Raw data

-=-=-=-=-

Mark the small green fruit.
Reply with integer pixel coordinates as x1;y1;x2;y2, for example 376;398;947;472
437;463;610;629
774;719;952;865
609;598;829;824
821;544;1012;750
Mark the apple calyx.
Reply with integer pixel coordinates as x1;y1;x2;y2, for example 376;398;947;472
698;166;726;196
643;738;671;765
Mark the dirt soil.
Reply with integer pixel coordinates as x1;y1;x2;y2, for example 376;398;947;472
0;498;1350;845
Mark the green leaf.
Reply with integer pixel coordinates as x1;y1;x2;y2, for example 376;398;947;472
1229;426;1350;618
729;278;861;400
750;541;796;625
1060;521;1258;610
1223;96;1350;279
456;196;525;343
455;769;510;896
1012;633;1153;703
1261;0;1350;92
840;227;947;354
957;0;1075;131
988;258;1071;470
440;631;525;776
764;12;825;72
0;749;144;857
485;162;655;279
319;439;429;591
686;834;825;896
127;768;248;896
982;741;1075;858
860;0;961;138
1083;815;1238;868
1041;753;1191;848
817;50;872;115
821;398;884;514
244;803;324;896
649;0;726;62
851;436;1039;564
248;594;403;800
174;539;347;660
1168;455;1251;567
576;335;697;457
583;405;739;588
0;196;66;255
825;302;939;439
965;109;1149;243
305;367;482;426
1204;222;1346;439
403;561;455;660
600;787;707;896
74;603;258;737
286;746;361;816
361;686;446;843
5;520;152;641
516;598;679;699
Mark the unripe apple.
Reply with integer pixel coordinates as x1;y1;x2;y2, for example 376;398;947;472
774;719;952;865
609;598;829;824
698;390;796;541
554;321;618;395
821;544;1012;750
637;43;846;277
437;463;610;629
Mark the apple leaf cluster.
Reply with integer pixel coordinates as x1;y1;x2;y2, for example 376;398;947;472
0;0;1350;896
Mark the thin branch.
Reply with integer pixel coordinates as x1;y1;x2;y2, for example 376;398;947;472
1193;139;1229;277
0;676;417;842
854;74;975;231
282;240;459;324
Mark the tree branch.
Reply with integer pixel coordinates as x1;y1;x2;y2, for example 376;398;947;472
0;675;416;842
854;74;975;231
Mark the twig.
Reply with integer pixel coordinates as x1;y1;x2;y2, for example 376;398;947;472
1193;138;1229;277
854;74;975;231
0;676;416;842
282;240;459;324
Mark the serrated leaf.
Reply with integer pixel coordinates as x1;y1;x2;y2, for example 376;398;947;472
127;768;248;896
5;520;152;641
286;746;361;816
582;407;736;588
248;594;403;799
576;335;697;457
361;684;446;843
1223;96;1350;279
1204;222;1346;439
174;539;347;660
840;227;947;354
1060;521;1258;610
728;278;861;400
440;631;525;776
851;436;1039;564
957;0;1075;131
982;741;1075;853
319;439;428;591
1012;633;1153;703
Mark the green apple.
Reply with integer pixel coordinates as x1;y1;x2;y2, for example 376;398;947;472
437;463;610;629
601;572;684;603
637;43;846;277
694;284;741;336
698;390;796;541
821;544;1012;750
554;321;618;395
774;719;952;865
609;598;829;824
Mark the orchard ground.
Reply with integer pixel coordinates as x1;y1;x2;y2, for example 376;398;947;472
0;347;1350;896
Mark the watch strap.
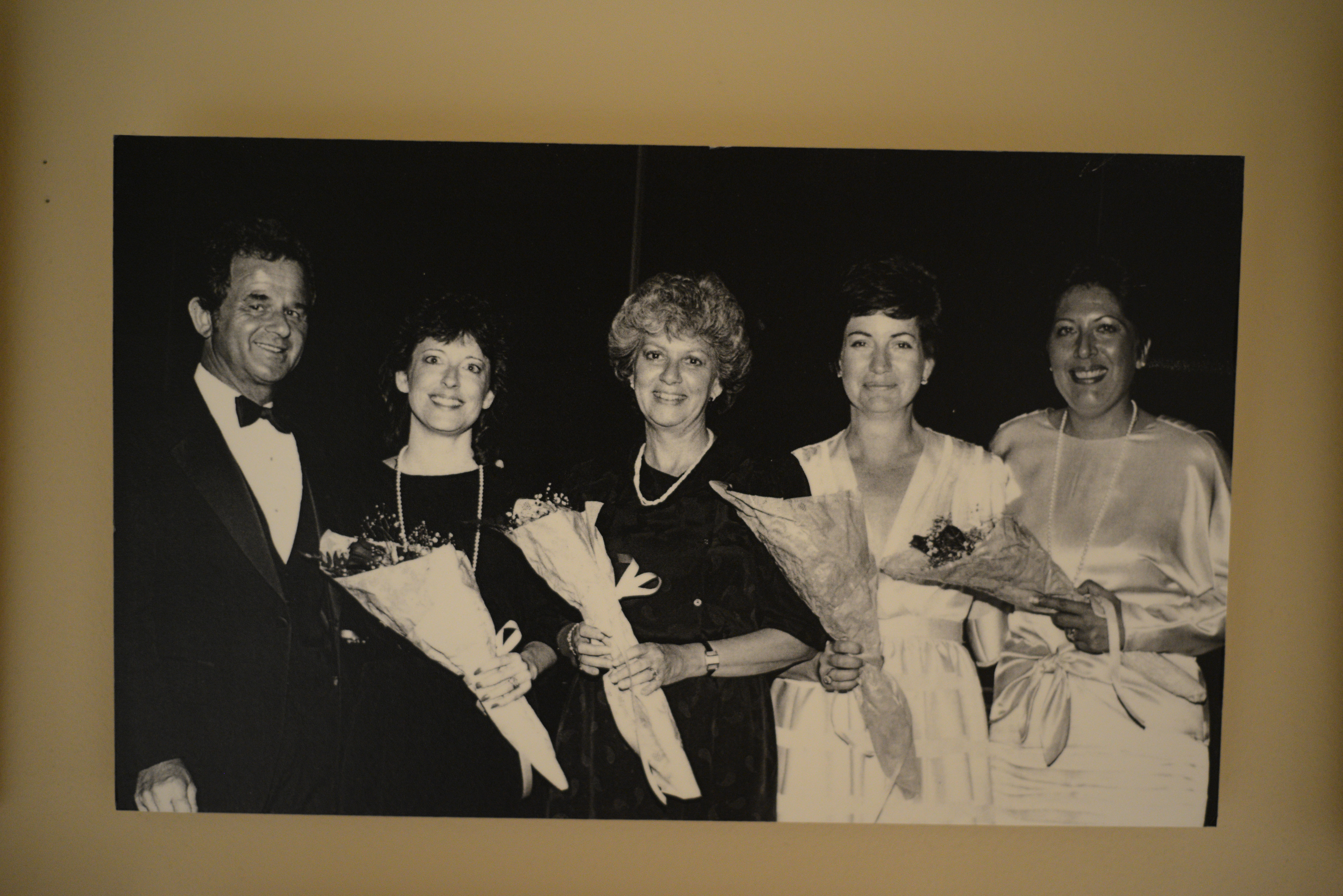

-=-=-=-=-

Exercise
Copy every one of the records above verbatim, line for line, and omit the pictures.

Solution
Mark the small green fruit.
Reply with integer pixel coordinates as x1;y1;x2;y2, for example 376;398;947;472
437;463;610;629
774;719;952;865
609;598;829;824
821;544;1012;750
Mark the apple calyx.
Reply with integer pixel coordinates as x1;y1;x2;y2, for example 376;398;947;472
698;166;726;196
643;738;671;765
Mark the dirt soil.
Reply with integer pixel coordinates as x1;y1;x2;y2, for example 376;398;947;472
0;498;1350;845
Mark the green leaf.
Reply with integer pixel coordinates as x1;y1;x2;y2, for example 376;398;947;472
1229;426;1350;618
729;278;861;400
750;541;796;625
1060;521;1258;610
1223;96;1350;279
456;196;525;343
455;769;510;896
1012;633;1153;703
1261;0;1350;92
840;227;947;354
957;0;1075;131
988;258;1071;470
440;631;525;776
764;12;825;72
0;749;144;857
485;162;655;279
319;439;429;591
686;834;825;896
127;768;248;896
982;741;1075;858
860;0;961;138
1083;815;1238;868
1041;753;1191;848
817;50;872;115
821;398;884;514
244;803;324;896
649;0;726;62
851;436;1039;564
248;594;403;800
174;539;347;660
1168;455;1251;567
576;335;697;457
583;405;739;588
0;196;66;255
825;302;939;439
965;109;1149;243
305;367;482;426
1204;222;1346;439
403;561;455;660
600;787;707;896
74;603;258;737
286;746;361;816
361;686;446;843
5;520;152;641
516;598;679;699
Mark the unripe apple.
Reply with integer pixel coordinates as x1;y1;x2;y2, for example 376;398;947;472
774;719;952;865
609;598;829;824
698;390;796;541
554;321;618;395
821;544;1012;750
637;43;846;277
437;463;610;629
Mark the apple leaf cluster.
Reply with integer pixel coordinates as x1;y1;x2;y2, for example 376;398;947;472
0;0;1350;896
Mark the thin branch.
Reply with integer pixel coordinates as x1;y1;x2;y2, for example 376;398;947;472
1193;139;1229;277
0;676;417;842
854;74;975;231
282;240;459;324
Mark the tree branch.
Reply with integer pixel coordinates as x1;y1;x2;y2, for example 376;398;947;472
0;675;416;842
854;74;975;231
Mark the twig.
Reply with integer pixel coordinates as x1;y1;x2;y2, for example 376;398;947;472
1193;138;1229;277
854;74;975;231
0;676;416;842
282;240;459;324
Mark the serrated leaf.
Reply with integer pixel coordinates as x1;y1;x2;y2, for example 376;398;947;472
127;768;248;896
5;520;152;641
286;746;361;816
582;407;736;588
248;594;403;799
576;335;697;457
361;684;446;843
1223;96;1350;279
1204;222;1346;439
174;539;347;660
840;227;947;354
1060;521;1258;610
728;278;861;400
440;631;525;776
851;436;1039;564
957;0;1075;131
982;741;1075;853
319;439;428;591
1012;633;1153;703
Mark the green apple.
Reply with integer pixel coordinates as x1;y1;x2;y2, for example 376;398;947;472
437;463;610;629
601;572;684;603
637;43;846;277
694;284;741;336
698;390;796;541
821;544;1012;750
554;321;618;395
774;719;952;865
609;598;829;824
Mark the orchard ground.
Reply with integer pixel coordinates as x1;y1;x2;y2, for example 376;398;947;472
0;347;1350;896
Mark the watch strap.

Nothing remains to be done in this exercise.